• **STATED GOAL**
Return the following lines exactly as they appear, with nothing changed.

_ _ _

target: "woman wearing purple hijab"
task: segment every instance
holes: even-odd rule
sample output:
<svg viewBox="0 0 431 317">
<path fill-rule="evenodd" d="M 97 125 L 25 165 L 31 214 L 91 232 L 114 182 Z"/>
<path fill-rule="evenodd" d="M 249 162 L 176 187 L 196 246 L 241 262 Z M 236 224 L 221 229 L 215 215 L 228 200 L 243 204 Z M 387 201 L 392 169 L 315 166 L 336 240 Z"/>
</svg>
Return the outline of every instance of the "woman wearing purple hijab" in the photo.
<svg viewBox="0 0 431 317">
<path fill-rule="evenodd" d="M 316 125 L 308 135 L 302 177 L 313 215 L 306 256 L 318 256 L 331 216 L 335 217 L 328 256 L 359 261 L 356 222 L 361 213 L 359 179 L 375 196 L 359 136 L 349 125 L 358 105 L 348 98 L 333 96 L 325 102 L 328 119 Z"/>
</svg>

_ _ _

• **WORKED ANSWER**
target: "woman wearing purple hijab"
task: segment every instance
holes: even-odd rule
sample output:
<svg viewBox="0 0 431 317">
<path fill-rule="evenodd" d="M 97 125 L 25 165 L 31 214 L 91 232 L 114 182 Z"/>
<path fill-rule="evenodd" d="M 249 162 L 176 187 L 196 246 L 241 262 Z M 236 224 L 221 229 L 215 215 L 228 200 L 243 204 Z M 387 201 L 392 169 L 315 166 L 336 240 Z"/>
</svg>
Return the outline of every instance of the "woman wearing purple hijab" in the photo.
<svg viewBox="0 0 431 317">
<path fill-rule="evenodd" d="M 316 125 L 308 135 L 302 177 L 313 215 L 306 256 L 318 256 L 331 216 L 335 217 L 328 256 L 359 261 L 356 222 L 361 213 L 359 179 L 375 196 L 359 136 L 349 125 L 358 105 L 348 98 L 333 96 L 325 102 L 328 119 Z"/>
</svg>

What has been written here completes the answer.